What the task asks:
Reproduce the material below word for word, keeping every line in the same order and form.

★ ★ ★

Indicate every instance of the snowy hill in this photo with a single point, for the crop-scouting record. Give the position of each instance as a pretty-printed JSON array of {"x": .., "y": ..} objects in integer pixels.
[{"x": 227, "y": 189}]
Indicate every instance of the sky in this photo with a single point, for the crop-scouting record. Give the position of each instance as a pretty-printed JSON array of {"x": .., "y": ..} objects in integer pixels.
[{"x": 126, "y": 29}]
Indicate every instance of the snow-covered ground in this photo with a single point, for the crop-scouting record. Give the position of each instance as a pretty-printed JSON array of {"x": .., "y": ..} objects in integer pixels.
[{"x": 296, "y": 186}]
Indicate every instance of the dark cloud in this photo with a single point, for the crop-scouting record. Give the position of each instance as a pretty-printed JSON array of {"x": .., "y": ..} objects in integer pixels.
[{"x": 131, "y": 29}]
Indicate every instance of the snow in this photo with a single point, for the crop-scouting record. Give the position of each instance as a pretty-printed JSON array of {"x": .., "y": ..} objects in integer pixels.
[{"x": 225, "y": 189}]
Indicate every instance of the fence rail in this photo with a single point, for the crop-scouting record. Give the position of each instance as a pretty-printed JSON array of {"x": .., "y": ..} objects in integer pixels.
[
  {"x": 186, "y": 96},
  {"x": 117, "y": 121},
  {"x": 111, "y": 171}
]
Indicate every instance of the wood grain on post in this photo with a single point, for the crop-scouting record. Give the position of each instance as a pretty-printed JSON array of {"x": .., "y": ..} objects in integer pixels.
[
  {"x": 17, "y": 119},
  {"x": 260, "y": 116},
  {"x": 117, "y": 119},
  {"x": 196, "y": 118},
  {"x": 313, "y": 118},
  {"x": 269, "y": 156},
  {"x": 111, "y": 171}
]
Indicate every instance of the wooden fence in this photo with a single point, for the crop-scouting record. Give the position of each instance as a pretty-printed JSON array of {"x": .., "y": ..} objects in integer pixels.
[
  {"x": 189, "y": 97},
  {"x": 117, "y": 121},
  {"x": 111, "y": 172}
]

★ ★ ★

Answer to this task:
Indicate every instance of the snowy hill in this photo with a single point, for the crop-scouting record. Give the position of each instance as a pretty-printed JSON array of {"x": .., "y": ..} objects in integer pixels.
[{"x": 227, "y": 189}]
Indicate every instance of the sky in this photo with a single point, for the crop-scouting record. Give the position of each instance as a pretty-printed JSON array of {"x": .., "y": ..} objects in integer pixels.
[{"x": 126, "y": 29}]
Indicate every instance of the snow-covered ground in this photo with a single point, for the crop-scouting record. Give the position of each instance as a pretty-printed JSON array of {"x": .., "y": ..} objects in integer pixels.
[{"x": 296, "y": 186}]
Indicate every instance of the dark cloud in this photo with a single point, for the crop-scouting record. Give the position of each instance as a pretty-printed JSON array of {"x": .., "y": ..} objects in integer pixels.
[{"x": 131, "y": 29}]
Indicate every instance of the snow in this photo with a single point, for the crop-scouting record. Give the position of each instance as a pretty-printed JSON array of {"x": .., "y": ..} objects in integer pixels.
[{"x": 225, "y": 189}]
Indicate every instance of the fence rail in this photo with a single point, for the crop-scouting record. Give the position of each instance as a pretty-printed JSON array of {"x": .., "y": ..} objects in integer pixels.
[
  {"x": 186, "y": 96},
  {"x": 117, "y": 121},
  {"x": 111, "y": 171}
]
Indicate every instance of the wood grain on post in this photo with a single point, for the crop-scouting record. Give the position of each instance as a pretty-printed JSON array of {"x": .., "y": ..} objects in integer pixels.
[
  {"x": 17, "y": 119},
  {"x": 260, "y": 116},
  {"x": 117, "y": 119},
  {"x": 196, "y": 118},
  {"x": 313, "y": 118},
  {"x": 269, "y": 156},
  {"x": 111, "y": 171}
]
Indicate every instance of the wooden fence in this photo with a single point, for the crop-scouting record. Give the position of each instance as a pretty-printed JSON array of {"x": .., "y": ..} objects in integer pixels.
[
  {"x": 189, "y": 97},
  {"x": 117, "y": 121},
  {"x": 111, "y": 172}
]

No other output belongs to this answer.